[START]

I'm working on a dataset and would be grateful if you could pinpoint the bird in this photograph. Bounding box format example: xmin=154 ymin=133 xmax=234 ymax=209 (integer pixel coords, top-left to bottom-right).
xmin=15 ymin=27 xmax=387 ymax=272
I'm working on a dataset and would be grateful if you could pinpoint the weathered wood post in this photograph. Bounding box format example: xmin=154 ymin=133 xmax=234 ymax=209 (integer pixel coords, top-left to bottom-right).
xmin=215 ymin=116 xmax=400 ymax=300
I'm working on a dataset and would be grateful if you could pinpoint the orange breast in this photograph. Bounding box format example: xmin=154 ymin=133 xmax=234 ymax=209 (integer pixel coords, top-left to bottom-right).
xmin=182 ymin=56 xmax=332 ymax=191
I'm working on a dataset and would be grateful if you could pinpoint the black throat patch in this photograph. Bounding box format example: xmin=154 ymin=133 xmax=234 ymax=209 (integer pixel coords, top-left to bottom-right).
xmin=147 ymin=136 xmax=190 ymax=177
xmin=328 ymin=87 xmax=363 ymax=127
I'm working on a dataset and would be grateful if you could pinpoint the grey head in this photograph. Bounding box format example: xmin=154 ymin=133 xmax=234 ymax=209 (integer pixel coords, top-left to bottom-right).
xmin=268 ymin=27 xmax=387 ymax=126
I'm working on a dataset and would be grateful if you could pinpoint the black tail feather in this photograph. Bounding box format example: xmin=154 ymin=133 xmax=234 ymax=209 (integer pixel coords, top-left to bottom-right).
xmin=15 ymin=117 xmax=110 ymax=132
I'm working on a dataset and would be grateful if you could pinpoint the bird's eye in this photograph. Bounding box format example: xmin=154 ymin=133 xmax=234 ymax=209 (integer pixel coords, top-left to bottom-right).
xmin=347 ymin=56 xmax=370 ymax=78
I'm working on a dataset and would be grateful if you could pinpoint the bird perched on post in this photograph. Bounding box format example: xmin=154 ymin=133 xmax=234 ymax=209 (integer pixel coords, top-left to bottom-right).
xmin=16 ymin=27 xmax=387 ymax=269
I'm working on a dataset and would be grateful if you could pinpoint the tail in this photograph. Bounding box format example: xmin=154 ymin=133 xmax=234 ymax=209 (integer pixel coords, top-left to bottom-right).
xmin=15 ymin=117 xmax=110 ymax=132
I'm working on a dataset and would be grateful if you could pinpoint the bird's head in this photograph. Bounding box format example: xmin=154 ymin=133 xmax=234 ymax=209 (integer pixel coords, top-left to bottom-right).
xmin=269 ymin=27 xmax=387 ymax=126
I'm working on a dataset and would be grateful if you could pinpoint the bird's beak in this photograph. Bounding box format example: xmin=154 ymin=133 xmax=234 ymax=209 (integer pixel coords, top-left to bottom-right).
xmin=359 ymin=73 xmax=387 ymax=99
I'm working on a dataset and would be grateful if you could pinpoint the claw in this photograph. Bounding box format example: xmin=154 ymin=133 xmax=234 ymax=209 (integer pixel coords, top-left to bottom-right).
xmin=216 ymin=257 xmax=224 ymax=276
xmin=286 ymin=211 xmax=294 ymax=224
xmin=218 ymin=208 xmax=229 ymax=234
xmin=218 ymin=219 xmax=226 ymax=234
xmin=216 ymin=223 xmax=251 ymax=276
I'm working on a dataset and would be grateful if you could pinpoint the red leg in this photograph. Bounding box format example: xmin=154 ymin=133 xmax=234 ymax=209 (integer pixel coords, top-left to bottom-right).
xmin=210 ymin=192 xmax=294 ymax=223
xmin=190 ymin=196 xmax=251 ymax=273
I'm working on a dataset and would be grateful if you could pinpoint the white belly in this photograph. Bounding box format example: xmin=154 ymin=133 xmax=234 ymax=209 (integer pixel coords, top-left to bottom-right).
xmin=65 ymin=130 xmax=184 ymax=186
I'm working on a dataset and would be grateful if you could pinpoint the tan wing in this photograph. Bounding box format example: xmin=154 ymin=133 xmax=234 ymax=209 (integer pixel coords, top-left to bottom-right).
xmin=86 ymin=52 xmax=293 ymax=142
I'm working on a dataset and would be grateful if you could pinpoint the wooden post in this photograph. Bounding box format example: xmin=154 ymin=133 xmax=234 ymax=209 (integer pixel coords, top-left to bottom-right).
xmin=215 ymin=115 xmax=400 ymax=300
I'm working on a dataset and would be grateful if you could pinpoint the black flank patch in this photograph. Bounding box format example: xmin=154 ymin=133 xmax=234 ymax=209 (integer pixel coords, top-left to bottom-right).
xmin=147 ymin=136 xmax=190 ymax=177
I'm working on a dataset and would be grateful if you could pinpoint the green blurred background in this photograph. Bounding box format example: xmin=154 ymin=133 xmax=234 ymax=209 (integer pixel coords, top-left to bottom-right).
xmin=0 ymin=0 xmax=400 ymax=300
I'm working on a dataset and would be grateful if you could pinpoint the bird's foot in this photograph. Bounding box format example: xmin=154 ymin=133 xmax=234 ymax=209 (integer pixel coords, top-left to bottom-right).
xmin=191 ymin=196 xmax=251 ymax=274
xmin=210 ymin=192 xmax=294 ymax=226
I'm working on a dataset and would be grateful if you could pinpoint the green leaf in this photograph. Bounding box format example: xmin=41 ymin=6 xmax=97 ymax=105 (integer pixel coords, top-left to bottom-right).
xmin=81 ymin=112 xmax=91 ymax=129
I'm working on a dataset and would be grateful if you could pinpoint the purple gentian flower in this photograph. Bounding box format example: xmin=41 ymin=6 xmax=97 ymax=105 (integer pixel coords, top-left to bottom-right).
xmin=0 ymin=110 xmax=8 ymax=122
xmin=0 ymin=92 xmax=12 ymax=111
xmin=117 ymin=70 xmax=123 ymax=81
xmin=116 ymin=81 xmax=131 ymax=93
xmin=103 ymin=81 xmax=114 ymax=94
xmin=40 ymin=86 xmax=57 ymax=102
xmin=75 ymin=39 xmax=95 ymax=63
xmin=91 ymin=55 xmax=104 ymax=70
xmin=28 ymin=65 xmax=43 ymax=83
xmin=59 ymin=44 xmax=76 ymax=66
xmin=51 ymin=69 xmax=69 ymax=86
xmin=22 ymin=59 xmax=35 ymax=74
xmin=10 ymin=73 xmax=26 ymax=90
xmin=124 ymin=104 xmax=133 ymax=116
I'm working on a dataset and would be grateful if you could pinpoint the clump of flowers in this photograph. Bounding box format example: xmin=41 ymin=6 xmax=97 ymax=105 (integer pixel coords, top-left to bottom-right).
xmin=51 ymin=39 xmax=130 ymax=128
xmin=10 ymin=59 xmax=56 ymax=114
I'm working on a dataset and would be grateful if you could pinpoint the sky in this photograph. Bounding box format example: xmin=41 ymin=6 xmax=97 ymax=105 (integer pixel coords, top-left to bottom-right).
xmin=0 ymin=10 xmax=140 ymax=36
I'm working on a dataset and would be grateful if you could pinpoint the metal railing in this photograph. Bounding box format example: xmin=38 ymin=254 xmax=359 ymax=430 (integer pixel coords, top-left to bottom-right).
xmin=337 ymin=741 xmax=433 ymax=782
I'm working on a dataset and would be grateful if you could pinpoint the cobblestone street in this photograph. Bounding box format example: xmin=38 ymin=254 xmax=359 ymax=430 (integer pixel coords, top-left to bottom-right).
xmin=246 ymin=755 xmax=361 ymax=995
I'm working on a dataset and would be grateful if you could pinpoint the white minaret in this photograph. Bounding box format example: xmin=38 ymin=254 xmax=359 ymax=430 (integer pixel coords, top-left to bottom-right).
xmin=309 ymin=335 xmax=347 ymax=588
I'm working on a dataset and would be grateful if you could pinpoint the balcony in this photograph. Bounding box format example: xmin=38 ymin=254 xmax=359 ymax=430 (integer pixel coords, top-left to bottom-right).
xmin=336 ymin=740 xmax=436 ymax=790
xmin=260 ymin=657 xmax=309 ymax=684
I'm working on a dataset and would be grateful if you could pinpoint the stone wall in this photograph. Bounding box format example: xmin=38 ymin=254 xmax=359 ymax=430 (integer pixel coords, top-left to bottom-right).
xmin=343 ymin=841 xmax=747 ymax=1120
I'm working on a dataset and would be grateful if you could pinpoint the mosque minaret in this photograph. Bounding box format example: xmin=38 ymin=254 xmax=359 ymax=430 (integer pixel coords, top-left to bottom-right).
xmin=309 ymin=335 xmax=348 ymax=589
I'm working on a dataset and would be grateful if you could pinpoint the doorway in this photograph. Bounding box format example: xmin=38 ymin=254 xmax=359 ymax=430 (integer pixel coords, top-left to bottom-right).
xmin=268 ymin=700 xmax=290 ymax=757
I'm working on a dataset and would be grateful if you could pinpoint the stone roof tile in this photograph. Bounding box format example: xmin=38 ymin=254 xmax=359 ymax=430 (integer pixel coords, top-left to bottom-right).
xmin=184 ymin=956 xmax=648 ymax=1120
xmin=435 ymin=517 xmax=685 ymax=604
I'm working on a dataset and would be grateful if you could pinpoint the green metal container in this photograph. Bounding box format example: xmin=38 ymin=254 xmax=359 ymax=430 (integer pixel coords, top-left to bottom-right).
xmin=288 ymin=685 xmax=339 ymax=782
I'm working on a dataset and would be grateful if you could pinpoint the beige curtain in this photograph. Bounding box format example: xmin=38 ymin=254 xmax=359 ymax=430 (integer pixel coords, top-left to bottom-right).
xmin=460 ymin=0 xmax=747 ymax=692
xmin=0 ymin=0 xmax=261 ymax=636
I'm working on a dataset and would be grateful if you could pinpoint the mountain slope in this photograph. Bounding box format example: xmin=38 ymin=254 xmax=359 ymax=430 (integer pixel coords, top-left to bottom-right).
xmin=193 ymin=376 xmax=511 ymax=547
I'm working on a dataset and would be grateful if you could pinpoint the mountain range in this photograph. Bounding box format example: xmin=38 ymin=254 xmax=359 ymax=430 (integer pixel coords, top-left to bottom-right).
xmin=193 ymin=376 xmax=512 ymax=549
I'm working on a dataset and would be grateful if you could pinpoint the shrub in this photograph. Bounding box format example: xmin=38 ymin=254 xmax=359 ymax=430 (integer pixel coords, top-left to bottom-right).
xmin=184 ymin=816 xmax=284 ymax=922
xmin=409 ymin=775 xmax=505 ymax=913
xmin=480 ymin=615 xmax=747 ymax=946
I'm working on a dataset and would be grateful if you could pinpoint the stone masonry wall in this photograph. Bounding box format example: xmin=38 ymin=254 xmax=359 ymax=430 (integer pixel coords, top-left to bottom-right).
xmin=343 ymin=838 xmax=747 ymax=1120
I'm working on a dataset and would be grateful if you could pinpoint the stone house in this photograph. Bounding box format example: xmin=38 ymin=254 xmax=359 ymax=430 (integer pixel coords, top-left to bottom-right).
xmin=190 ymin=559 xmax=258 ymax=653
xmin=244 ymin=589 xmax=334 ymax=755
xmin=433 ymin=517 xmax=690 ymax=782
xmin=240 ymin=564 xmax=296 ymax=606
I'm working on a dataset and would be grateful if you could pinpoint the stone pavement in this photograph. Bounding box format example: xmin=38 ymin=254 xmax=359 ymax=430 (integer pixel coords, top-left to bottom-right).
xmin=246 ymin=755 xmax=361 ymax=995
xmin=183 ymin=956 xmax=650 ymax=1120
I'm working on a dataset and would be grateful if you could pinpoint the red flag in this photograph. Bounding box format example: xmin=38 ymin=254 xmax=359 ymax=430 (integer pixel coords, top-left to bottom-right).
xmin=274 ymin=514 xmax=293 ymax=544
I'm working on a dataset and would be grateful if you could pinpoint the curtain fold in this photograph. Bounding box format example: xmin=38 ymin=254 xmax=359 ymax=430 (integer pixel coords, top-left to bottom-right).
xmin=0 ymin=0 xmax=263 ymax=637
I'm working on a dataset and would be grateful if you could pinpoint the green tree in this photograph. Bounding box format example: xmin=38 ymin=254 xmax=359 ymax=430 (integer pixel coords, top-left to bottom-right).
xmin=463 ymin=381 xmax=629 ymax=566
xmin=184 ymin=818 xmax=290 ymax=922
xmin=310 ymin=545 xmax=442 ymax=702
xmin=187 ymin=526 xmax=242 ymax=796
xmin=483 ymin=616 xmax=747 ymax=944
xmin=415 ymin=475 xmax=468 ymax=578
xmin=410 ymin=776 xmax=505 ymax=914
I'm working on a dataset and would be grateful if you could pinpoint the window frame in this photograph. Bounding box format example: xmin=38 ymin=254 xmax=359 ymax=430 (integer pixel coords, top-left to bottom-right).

[END]

Retype the lines above without any changes, beginning at the line that has "pinpoint the wooden" and stopping after the line that has "xmin=210 ymin=192 xmax=294 ymax=226".

I'm working on a dataset and would be grateful if you could pinpoint the wooden post in this photograph. Bounding box format example: xmin=154 ymin=133 xmax=234 ymax=209 (integer pixel coords, top-left to bottom-right).
xmin=215 ymin=115 xmax=400 ymax=300
I'm working on a dataset and would be grateful if you could pinpoint the black flank patch in this photograph. Bounding box format example: xmin=154 ymin=133 xmax=234 ymax=209 (integer pixel coords, top-left to bottom-right).
xmin=147 ymin=136 xmax=190 ymax=177
I'm working on a dataset and would be grateful if you could pinpoint the green blurred background in this photograph. Bounding box format example: xmin=154 ymin=133 xmax=234 ymax=209 (integer pixel coords, top-left to bottom-right).
xmin=0 ymin=0 xmax=400 ymax=300
I'm working on a dataset and would be grateful if you could pinpoint the bird's foot in this photograph. Bounding box format example: xmin=154 ymin=133 xmax=234 ymax=209 (integer pixel coords, top-left to bottom-right).
xmin=191 ymin=196 xmax=251 ymax=274
xmin=210 ymin=192 xmax=294 ymax=226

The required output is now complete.